In the records below, tally every line containing "beam". Report only the total.

Stored data entries

···

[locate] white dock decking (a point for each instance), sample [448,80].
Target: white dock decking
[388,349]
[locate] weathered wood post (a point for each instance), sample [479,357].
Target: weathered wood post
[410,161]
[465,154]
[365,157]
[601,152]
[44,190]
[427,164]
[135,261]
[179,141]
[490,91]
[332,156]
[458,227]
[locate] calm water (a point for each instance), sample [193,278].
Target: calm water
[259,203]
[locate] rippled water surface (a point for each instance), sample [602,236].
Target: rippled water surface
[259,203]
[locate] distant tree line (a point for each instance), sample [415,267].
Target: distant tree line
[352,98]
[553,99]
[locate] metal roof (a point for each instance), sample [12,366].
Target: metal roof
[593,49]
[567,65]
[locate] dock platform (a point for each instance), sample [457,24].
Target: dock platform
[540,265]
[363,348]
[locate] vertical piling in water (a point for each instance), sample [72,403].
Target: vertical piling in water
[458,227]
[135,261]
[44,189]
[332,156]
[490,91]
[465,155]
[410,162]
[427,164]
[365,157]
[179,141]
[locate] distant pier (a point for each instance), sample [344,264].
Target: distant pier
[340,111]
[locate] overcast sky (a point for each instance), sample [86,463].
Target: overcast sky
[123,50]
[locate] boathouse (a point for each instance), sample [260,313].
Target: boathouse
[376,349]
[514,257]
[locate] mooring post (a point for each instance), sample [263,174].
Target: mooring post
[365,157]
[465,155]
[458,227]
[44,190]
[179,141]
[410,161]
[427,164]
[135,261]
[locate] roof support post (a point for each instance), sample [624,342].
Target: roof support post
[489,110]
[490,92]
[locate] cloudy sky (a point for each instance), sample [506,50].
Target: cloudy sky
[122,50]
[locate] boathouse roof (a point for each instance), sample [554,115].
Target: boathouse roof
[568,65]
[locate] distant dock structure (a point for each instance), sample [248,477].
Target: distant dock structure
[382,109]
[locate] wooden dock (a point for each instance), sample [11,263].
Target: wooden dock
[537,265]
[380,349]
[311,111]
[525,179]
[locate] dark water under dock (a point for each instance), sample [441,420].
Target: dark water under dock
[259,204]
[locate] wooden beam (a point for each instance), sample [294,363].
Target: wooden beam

···

### Response for this exercise
2